**The request:**
Please put the rows below into a two-column CSV headed label_text and points. Give one line per row, quote each field, turn any line breaks into spaces, and leave out the pictures.

BEGIN Records for this task

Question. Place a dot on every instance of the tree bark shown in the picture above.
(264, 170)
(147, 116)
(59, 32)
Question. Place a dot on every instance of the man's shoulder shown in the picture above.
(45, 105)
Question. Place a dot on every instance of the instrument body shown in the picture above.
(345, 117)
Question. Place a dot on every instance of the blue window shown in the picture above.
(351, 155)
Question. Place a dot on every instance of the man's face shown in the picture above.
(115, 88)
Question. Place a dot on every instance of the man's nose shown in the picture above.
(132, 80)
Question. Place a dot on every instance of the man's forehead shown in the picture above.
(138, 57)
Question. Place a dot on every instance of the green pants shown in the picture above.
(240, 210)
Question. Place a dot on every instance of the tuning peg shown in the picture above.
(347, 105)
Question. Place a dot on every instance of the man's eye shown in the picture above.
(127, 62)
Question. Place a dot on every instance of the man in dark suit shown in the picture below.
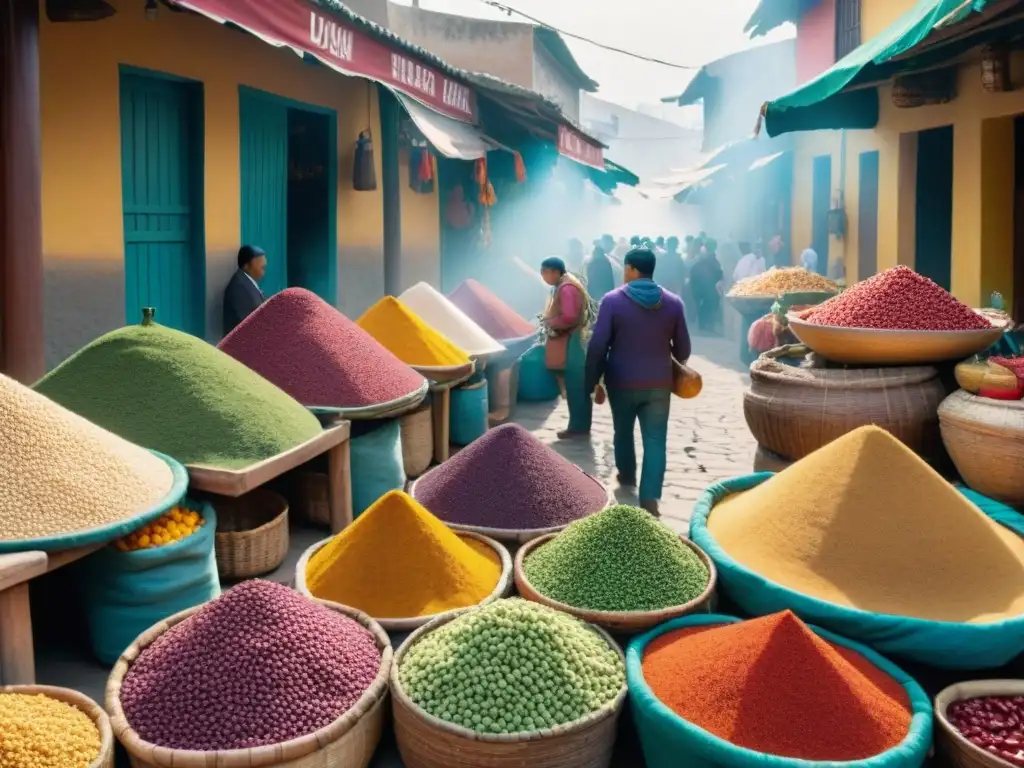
(243, 294)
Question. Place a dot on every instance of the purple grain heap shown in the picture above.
(258, 666)
(509, 479)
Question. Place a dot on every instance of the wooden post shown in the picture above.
(22, 353)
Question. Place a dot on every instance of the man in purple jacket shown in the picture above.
(640, 328)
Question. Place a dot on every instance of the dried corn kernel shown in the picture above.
(178, 523)
(37, 731)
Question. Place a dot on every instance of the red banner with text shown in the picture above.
(305, 27)
(572, 144)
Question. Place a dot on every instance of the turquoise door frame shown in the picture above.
(263, 156)
(162, 174)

END Records for this task

**Exercise answer:**
label_text,points
"Question. Place a dot on every instance of the tree bark shown in the picture above.","(264, 170) (147, 116) (59, 32)"
"Question. Place a dot on every instance of the man's shoulder shown in the picture above.","(45, 105)"
"Question. Place a dot on every instance of the instrument body shown in the picture above.","(345, 117)"
"Question. Place a dot on every instance of the blue window shown in the picture above.","(351, 155)"
"Question. Place a dot on every instance of the man's face shown in the picture above.","(115, 88)"
"Question. Place a dot on every instance of the man's nose shown in the picture above.","(132, 80)"
"Question. Place a dot on every instance of the man's forehead shown in the picture above.","(138, 57)"
"Question. Place a dot on every instance of the green pants shown in the picture above.","(240, 210)"
"Question. Place a dot on every instance of the tuning peg shown in the picture above.","(347, 105)"
"Question. Place a dot on every instance of the man's eye shown in the picture above.","(127, 62)"
"Question. Place a dot on every instance of the man in dark suit shown in the picture below.","(243, 294)"
"Question. Place a dot on every instance of the purple grain heap shown in the picture above.","(258, 666) (509, 479)"
"Question. Place a dot on every instance of the wooden post shown in the picture above.","(22, 353)"
"Question. Place a dot on every instance of the man in purple jacket shown in the picture above.","(640, 328)"
"Question. Place a dot on every instance of the dried corn kernel shown in the picture above.","(178, 523) (37, 731)"
"Question. Place a dot on every instance of the red banner with text shown in the picture above.","(305, 27) (572, 144)"
"Question. Place a dot on every instance of the turquoise door frame shown in the picture above.","(263, 156) (162, 174)"